# Working data start
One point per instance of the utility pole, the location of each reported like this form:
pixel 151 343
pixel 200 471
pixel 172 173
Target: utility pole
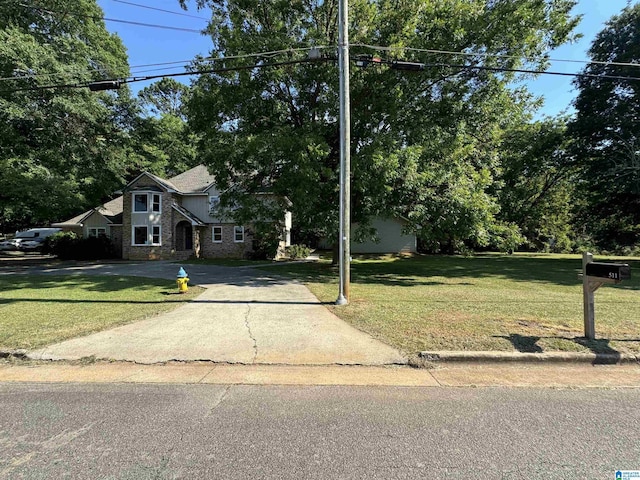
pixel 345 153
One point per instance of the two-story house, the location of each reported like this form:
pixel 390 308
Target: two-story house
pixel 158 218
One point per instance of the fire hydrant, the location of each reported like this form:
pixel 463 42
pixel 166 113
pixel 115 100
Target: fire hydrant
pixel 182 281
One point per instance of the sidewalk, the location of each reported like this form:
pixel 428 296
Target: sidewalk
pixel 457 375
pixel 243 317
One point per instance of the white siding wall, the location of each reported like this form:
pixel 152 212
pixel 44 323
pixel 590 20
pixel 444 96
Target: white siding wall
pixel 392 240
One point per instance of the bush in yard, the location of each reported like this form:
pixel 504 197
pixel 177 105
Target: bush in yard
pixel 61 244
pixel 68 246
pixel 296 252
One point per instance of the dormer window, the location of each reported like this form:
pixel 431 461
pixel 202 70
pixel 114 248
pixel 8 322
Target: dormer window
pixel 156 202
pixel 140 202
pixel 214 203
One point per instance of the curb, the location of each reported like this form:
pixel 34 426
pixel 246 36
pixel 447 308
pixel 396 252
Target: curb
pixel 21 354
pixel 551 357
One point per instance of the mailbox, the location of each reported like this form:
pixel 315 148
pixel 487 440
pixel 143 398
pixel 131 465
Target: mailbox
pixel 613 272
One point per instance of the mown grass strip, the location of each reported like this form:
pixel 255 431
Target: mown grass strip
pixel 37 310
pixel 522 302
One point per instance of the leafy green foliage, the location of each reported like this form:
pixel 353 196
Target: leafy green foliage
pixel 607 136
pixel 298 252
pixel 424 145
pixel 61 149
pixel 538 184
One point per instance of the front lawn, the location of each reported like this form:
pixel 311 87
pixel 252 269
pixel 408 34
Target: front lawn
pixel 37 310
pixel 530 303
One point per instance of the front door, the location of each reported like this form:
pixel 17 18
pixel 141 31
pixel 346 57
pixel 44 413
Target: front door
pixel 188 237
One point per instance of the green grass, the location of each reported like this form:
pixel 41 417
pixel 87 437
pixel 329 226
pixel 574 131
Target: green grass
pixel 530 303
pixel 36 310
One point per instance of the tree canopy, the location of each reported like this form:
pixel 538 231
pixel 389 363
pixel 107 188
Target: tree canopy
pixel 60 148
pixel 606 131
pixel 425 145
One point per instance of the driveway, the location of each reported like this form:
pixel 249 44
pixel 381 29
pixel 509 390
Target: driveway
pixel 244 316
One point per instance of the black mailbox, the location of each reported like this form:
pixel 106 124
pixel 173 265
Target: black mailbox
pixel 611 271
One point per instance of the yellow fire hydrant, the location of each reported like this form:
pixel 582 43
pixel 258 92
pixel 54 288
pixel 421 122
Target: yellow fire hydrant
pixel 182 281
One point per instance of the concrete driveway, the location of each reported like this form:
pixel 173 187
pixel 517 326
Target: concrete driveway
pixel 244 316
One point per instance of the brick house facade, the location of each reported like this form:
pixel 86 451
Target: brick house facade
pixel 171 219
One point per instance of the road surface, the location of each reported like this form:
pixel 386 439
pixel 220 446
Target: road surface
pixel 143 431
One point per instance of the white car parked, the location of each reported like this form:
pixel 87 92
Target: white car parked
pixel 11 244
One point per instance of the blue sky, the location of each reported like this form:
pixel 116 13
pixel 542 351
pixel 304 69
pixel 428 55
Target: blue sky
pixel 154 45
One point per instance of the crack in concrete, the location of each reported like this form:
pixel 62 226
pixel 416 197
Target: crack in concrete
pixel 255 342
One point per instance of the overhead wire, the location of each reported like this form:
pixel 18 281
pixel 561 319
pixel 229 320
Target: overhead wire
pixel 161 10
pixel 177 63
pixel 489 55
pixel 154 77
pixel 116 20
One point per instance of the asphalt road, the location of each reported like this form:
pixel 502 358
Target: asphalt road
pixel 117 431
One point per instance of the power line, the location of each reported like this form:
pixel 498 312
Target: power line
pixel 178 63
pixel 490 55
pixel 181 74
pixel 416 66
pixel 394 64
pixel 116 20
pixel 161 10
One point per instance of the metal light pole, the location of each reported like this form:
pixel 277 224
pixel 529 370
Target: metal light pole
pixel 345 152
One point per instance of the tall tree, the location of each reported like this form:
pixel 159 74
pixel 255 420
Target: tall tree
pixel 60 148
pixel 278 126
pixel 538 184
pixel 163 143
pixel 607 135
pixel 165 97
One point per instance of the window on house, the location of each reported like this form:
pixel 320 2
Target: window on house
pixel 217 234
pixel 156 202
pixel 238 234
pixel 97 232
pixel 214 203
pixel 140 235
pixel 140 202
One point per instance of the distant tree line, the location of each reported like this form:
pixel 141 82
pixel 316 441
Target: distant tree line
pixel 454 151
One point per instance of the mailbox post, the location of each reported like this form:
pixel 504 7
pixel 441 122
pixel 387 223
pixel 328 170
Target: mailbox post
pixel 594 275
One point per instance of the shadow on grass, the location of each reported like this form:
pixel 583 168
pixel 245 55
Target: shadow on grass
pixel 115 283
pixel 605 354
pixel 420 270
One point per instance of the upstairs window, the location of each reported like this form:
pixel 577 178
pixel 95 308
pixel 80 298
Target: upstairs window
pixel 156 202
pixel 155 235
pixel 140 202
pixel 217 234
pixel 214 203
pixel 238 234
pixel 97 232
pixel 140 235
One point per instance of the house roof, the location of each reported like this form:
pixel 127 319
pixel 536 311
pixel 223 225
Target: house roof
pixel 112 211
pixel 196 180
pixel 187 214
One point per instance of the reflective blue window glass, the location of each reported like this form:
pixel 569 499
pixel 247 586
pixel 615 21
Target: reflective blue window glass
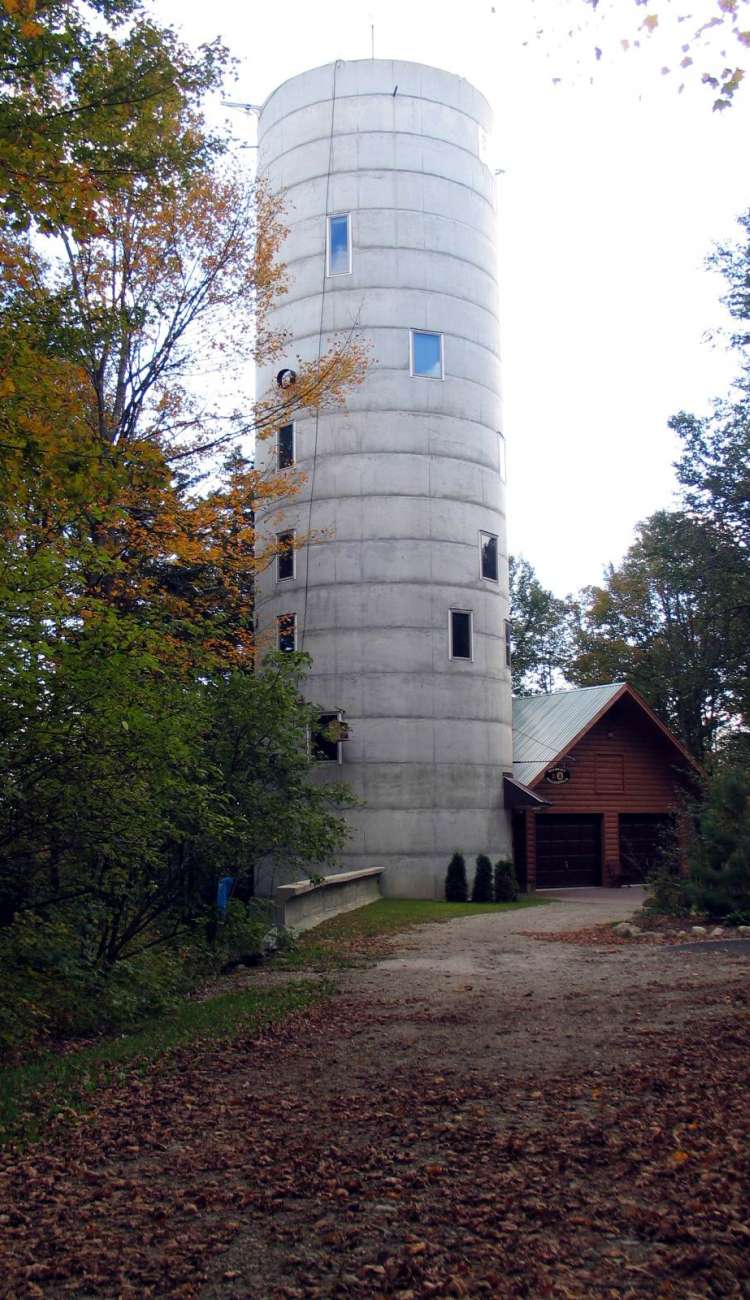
# Working data end
**Given instruction**
Can you extract every row above verbatim and leave the pictures out of your answer?

**Expected answer**
One point per instance of the utility pole, the location of each reported like this form:
pixel 151 343
pixel 200 471
pixel 172 173
Target: utility pole
pixel 345 153
One point per instance of the two-story house, the location of each reported like this form:
pixel 390 308
Target: two-story house
pixel 158 218
One point per instance of the fire hydrant, the location of each reported like this form:
pixel 463 42
pixel 166 113
pixel 115 100
Target: fire hydrant
pixel 182 281
One point per instance of the sidewalk, the location of each reported like this form:
pixel 428 296
Target: sidewalk
pixel 457 375
pixel 243 317
One point per instance of the white siding wall, the location of each reported like this form:
pixel 152 212
pixel 44 323
pixel 590 20
pixel 444 96
Target: white siding wall
pixel 392 240
One point per instance of the bush in yard, the location of each reported like this form:
pixel 504 197
pixel 177 105
Target: bush in yard
pixel 61 244
pixel 68 246
pixel 296 252
One point per instance of the dormer window, the location of each reported like this form:
pixel 431 461
pixel 202 70
pixel 114 248
pixel 8 322
Target: dormer window
pixel 156 202
pixel 140 202
pixel 214 203
One point per instance of the curb, the location of each reported like this form:
pixel 34 426
pixel 246 36
pixel 447 308
pixel 396 252
Target: curb
pixel 21 354
pixel 551 357
One point per instance of the mailbox, the location of each reported like this form:
pixel 315 148
pixel 487 440
pixel 143 398
pixel 131 465
Target: mailbox
pixel 613 272
One point per instance of the mown grass strip, the location of each reported like this form:
pixel 255 431
Target: mown grass strip
pixel 37 310
pixel 522 302
One point per instance of the leafy green foliage, the location of each reported like this form:
pixel 353 196
Target: leafy green foliage
pixel 607 136
pixel 298 252
pixel 424 145
pixel 61 149
pixel 538 184
One point per instance of the front lawn, the location of each reported like this form:
pixel 311 87
pixel 252 269
pixel 408 34
Target: front lawn
pixel 37 310
pixel 530 303
One point per instance of the front door, the location of each reported like this form:
pixel 17 18
pixel 141 31
pixel 346 57
pixel 44 413
Target: front door
pixel 188 237
One point per instance of the green grass, the location of each reported like this form:
pixel 41 417
pixel 87 437
pixel 329 226
pixel 574 131
Target: green grass
pixel 530 303
pixel 36 310
One point per instance of the tree canopy, the location of each reported like this form:
pixel 538 231
pixel 389 363
pixel 107 188
Target: tree canopy
pixel 60 148
pixel 606 131
pixel 425 145
One point per instance of the driveway, the location of each reported like this form:
pixel 249 44
pixel 381 29
pixel 509 390
Target: driveway
pixel 244 316
One point per instance of the black mailbox, the location of each reported like this form:
pixel 106 124
pixel 173 265
Target: black mailbox
pixel 611 271
One point per instance of the yellow fire hydrant, the location of each reported like this form:
pixel 582 43
pixel 258 92
pixel 54 288
pixel 421 122
Target: yellow fire hydrant
pixel 182 281
One point per instance of the concrete driveway, the location of each reported like this form:
pixel 173 187
pixel 517 326
Target: concrete driveway
pixel 244 316
One point per instance of the brick house facade, the location of each reported like this form:
pixel 86 451
Target: brick house facade
pixel 171 219
One point per instance of the road surface, the location of each reported like this form:
pixel 386 439
pixel 220 446
Target: road surface
pixel 143 431
One point per instance of the white car parked, the location of each reported like this form:
pixel 87 92
Target: white car parked
pixel 11 244
One point per instance of the blue sky, the location of each reported like this form:
pixel 116 13
pixel 542 351
pixel 304 69
pixel 428 55
Target: blue sky
pixel 154 45
One point per instance of the crack in concrete, the location of each reported like this form:
pixel 62 226
pixel 416 197
Target: crack in concrete
pixel 255 342
One point per instance of the overhead wire, the location of each reported like this form:
pixel 18 281
pixel 561 319
pixel 229 320
Target: overhead wire
pixel 161 10
pixel 177 63
pixel 489 55
pixel 154 77
pixel 116 20
One point per instance of the asphalt road, the location of each reported like this form:
pixel 502 358
Target: asphalt road
pixel 117 431
One point per instance of the power line, the location of each reported like this form:
pixel 498 312
Target: power line
pixel 178 63
pixel 490 55
pixel 181 74
pixel 416 66
pixel 394 64
pixel 116 20
pixel 161 10
One point per instance of the metal light pole, the location of each reported like this form:
pixel 277 224
pixel 529 370
Target: metal light pole
pixel 345 152
One point per instance of the tall tree, the location of each reported like this form:
pixel 159 74
pixel 255 420
Target: tall tree
pixel 60 148
pixel 278 126
pixel 538 184
pixel 163 143
pixel 607 135
pixel 165 97
One point per instance of the window on house, the location of each reported like this form:
pixel 320 2
Target: window on house
pixel 217 234
pixel 156 202
pixel 238 234
pixel 97 232
pixel 214 203
pixel 140 235
pixel 140 202
One point per instance of the distant tree line, the location of each reported like this form:
pixel 141 82
pixel 316 441
Target: distant tree line
pixel 454 151
One point per instance of the mailbox post, the location of each reported like this form:
pixel 504 7
pixel 441 122
pixel 387 223
pixel 328 170
Target: mailbox post
pixel 594 275
One point per instance of the shadow on grass, the location of each reported like this form:
pixel 583 168
pixel 245 55
Target: shadow on grass
pixel 115 283
pixel 605 354
pixel 420 270
One point per instance of the upstairs window, the location of each reported like this form:
pixel 577 178
pixel 95 308
pixel 80 298
Target: upstairs window
pixel 156 202
pixel 155 235
pixel 140 202
pixel 217 234
pixel 214 203
pixel 238 234
pixel 97 232
pixel 140 235
One point per instance of the house roof, the location of each reported like this form:
pixel 127 319
pixel 536 311
pixel 223 225
Target: house roof
pixel 112 211
pixel 196 180
pixel 187 214
One point per instance of the reflective blue window glass, the location of each reported like this form:
pixel 569 499
pixel 247 586
pixel 615 21
Target: reflective blue window glass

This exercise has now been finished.